Job: Find every line in the data below that contains the string "green", and copy each of those lines. Matching is case-sensitive.

Records supplied:

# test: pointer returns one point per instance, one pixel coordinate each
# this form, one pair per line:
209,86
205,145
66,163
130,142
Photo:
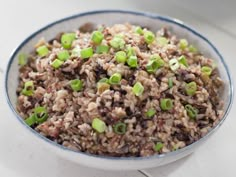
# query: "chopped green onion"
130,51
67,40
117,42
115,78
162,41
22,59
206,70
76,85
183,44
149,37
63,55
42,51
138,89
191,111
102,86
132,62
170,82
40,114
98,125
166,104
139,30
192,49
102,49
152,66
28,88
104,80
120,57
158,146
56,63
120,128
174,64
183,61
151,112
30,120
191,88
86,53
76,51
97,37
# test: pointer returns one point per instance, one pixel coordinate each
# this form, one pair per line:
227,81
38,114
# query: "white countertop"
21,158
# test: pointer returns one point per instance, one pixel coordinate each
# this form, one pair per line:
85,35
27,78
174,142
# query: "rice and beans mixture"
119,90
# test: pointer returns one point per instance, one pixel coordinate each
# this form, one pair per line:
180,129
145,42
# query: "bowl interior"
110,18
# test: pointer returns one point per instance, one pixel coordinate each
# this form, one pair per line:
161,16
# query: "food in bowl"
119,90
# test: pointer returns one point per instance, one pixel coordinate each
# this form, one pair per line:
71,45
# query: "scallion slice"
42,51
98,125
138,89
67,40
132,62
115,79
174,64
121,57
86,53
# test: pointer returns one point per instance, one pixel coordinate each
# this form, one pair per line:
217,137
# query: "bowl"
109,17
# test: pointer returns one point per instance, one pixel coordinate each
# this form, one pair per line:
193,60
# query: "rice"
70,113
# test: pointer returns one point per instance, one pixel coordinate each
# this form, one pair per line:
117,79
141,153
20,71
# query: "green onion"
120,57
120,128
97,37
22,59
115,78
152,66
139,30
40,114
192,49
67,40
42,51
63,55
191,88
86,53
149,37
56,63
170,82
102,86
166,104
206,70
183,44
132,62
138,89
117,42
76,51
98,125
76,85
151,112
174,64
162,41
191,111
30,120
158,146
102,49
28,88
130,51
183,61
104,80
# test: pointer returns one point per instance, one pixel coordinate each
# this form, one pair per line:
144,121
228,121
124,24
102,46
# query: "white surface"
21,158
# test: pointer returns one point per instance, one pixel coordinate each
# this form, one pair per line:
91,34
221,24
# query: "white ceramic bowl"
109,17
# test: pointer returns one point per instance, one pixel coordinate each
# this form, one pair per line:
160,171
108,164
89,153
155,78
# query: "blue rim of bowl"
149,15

==

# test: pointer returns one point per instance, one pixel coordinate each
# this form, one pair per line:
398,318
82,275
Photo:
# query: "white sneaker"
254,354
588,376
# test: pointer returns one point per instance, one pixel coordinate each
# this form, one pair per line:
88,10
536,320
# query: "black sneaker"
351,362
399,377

Exercise solution:
# query: "chopped green onion"
# query: "green onion"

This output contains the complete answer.